- [Exercise goal]
Word for word, transcribe the data below from the line with "pixel 250 23" to the line with "Category: office tower", keeping both of those lines.

┄┄┄┄┄┄┄┄┄┄

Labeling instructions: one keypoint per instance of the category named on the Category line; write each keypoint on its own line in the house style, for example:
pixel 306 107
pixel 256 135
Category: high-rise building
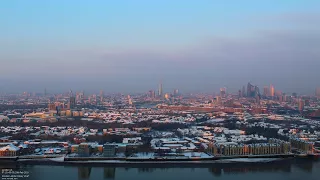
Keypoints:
pixel 167 96
pixel 223 92
pixel 152 94
pixel 175 92
pixel 218 100
pixel 72 102
pixel 266 91
pixel 243 91
pixel 252 90
pixel 272 91
pixel 301 104
pixel 160 91
pixel 318 92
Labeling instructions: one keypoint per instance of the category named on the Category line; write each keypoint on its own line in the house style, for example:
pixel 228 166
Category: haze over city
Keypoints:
pixel 130 46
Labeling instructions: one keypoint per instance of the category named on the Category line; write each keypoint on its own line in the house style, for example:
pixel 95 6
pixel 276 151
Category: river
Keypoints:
pixel 294 170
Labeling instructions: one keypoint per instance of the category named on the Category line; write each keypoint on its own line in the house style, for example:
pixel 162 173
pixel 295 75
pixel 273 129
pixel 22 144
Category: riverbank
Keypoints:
pixel 123 162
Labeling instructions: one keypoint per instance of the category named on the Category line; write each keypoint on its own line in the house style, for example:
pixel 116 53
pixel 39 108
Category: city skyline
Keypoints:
pixel 127 47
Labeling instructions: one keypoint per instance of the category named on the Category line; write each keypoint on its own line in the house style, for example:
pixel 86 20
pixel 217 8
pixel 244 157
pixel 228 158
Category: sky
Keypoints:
pixel 132 45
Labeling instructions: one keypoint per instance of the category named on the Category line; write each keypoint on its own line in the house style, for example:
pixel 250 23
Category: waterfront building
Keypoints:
pixel 74 148
pixel 9 150
pixel 84 150
pixel 234 149
pixel 109 150
pixel 302 145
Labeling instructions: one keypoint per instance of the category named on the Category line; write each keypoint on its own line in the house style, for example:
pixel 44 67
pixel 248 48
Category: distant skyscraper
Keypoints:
pixel 160 91
pixel 272 91
pixel 152 94
pixel 251 90
pixel 223 92
pixel 301 105
pixel 101 96
pixel 318 92
pixel 175 92
pixel 218 100
pixel 243 91
pixel 266 91
pixel 72 102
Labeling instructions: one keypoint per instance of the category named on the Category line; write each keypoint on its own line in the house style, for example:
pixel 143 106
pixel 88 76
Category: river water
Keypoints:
pixel 295 170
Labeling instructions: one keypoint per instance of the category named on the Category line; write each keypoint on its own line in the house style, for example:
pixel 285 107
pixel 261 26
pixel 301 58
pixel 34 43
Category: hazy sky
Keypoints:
pixel 130 45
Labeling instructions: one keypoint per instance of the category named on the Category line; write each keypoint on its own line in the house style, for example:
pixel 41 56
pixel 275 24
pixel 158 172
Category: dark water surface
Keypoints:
pixel 295 170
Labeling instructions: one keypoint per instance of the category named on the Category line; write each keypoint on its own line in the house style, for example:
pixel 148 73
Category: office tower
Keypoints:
pixel 301 105
pixel 101 93
pixel 223 92
pixel 167 96
pixel 72 101
pixel 51 107
pixel 272 92
pixel 251 90
pixel 318 92
pixel 294 95
pixel 160 91
pixel 243 91
pixel 152 94
pixel 218 100
pixel 266 91
pixel 175 92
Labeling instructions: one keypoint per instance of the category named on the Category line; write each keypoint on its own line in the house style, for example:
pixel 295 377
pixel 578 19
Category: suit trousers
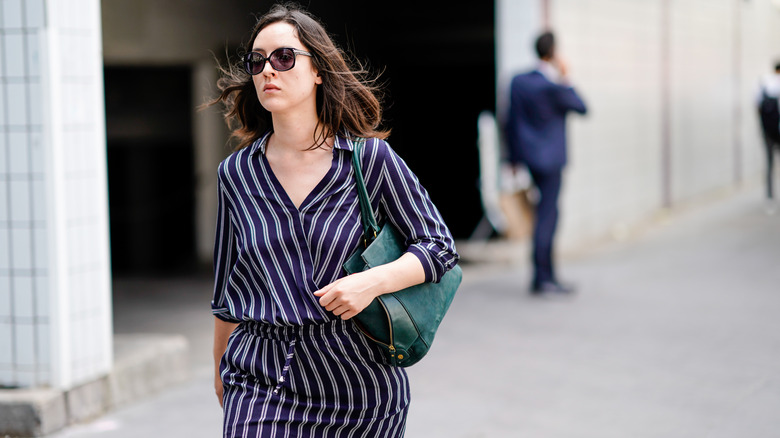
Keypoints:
pixel 546 221
pixel 771 145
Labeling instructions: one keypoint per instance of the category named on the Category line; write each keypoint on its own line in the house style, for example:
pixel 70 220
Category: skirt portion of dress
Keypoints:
pixel 310 381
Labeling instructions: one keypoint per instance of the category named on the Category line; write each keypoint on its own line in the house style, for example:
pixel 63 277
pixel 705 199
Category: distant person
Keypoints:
pixel 289 360
pixel 536 137
pixel 769 113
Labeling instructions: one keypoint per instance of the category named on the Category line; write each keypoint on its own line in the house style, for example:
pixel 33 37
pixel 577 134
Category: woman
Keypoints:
pixel 289 360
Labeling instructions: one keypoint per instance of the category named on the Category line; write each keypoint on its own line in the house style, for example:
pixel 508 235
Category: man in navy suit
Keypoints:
pixel 536 138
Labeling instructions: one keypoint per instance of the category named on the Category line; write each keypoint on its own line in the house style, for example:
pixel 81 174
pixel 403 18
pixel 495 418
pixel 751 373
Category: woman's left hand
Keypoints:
pixel 348 296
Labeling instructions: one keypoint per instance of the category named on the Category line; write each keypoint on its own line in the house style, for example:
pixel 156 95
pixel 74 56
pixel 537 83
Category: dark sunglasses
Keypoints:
pixel 281 59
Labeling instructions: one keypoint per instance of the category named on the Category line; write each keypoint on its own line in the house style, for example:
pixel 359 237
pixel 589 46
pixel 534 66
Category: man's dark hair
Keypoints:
pixel 545 45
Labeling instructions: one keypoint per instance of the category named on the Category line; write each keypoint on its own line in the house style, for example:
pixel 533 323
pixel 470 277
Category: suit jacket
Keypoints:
pixel 536 124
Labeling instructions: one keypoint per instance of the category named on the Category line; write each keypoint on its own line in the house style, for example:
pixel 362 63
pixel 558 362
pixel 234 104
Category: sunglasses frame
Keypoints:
pixel 296 52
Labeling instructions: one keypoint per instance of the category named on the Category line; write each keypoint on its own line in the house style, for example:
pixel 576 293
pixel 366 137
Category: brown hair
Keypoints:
pixel 347 100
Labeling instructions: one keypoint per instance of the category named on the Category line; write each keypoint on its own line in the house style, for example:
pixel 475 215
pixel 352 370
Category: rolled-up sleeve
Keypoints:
pixel 410 209
pixel 224 256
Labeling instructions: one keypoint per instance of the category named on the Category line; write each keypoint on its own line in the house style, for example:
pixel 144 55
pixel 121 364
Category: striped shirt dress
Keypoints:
pixel 291 368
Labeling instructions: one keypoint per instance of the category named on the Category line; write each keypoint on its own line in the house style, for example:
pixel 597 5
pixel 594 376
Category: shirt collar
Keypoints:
pixel 258 146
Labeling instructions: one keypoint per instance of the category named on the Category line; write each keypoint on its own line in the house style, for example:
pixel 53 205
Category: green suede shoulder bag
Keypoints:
pixel 401 323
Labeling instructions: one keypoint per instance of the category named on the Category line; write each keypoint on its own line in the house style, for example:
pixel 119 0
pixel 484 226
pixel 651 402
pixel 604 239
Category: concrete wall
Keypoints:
pixel 670 88
pixel 55 291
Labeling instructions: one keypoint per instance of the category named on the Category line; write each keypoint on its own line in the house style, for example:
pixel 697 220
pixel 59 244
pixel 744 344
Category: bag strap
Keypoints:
pixel 370 227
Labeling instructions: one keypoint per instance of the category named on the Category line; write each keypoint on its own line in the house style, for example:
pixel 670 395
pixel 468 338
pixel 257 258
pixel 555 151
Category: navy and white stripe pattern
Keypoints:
pixel 292 368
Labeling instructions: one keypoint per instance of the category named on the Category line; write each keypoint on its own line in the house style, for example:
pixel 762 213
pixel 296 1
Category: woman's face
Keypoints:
pixel 287 91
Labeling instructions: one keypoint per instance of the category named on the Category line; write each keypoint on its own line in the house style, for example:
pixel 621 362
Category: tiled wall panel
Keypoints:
pixel 54 269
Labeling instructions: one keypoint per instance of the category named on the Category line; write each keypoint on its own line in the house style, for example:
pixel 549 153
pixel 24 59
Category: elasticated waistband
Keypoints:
pixel 291 333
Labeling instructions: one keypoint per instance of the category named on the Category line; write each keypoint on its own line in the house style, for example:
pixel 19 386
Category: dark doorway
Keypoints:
pixel 438 59
pixel 150 169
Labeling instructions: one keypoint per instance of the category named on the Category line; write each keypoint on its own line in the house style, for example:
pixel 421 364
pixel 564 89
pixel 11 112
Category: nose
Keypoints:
pixel 268 70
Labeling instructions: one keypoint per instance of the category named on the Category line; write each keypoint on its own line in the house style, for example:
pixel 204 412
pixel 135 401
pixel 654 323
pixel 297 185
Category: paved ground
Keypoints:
pixel 674 333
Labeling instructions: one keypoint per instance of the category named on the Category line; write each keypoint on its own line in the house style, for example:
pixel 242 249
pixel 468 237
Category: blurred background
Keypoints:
pixel 108 168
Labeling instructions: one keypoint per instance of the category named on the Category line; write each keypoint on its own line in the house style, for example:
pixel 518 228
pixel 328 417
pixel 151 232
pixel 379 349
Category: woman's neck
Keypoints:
pixel 295 132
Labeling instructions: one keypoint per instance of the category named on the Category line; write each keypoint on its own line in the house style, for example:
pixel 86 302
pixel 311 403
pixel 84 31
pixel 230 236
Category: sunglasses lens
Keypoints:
pixel 254 63
pixel 282 59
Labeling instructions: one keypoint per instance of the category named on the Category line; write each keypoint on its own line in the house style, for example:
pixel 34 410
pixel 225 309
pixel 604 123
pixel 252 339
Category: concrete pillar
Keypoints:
pixel 55 288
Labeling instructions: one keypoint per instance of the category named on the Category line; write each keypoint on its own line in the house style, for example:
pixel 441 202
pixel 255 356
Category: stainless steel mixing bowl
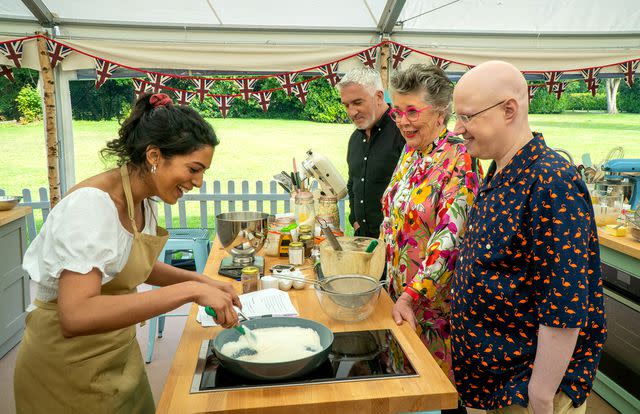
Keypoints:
pixel 242 233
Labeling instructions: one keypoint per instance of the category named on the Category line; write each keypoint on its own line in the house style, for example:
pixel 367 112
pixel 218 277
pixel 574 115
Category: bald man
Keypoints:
pixel 527 307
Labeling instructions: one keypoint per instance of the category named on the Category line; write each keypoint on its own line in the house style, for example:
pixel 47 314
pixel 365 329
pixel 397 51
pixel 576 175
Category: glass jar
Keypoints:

┄┄┄┄┄┄┄┄┄┄

- [Response for this exercise]
pixel 250 23
Category: waterfront building
Keypoints:
pixel 74 148
pixel 9 150
pixel 84 150
pixel 234 149
pixel 109 150
pixel 302 145
Labeling instructions: one keypoint per instance of the category named on the Category line; write each keypoint on its own line in the house style, for example:
pixel 44 67
pixel 248 48
Category: distant skyscraper
Keypoints:
pixel 160 91
pixel 272 91
pixel 152 94
pixel 251 90
pixel 223 92
pixel 301 105
pixel 101 96
pixel 318 92
pixel 175 92
pixel 218 100
pixel 243 91
pixel 266 91
pixel 72 102
Labeling instructions: one keypoint per instance of the category named on the Category line; write each keypoint on its own line in the house style, for example:
pixel 143 106
pixel 88 76
Category: river water
Keypoints:
pixel 295 170
Labeling instructions: one keypoint per instance of the category named on the Category line; write each keypoint on its own line in the house style, for example:
pixel 285 107
pixel 261 26
pixel 301 58
pixel 34 43
Category: hazy sky
Keypoints:
pixel 130 45
Labeling instructions: one keypoint per instance of the category named on the Category line; write each keypoint on its own line in the house style, for example:
pixel 41 56
pixel 275 24
pixel 158 172
Category: dark water surface
Keypoints:
pixel 295 170
Labeling instructions: one keypoint per instance of the category named on the Category line; write each keypoint on its own line in the house style, for example:
pixel 148 73
Category: office tower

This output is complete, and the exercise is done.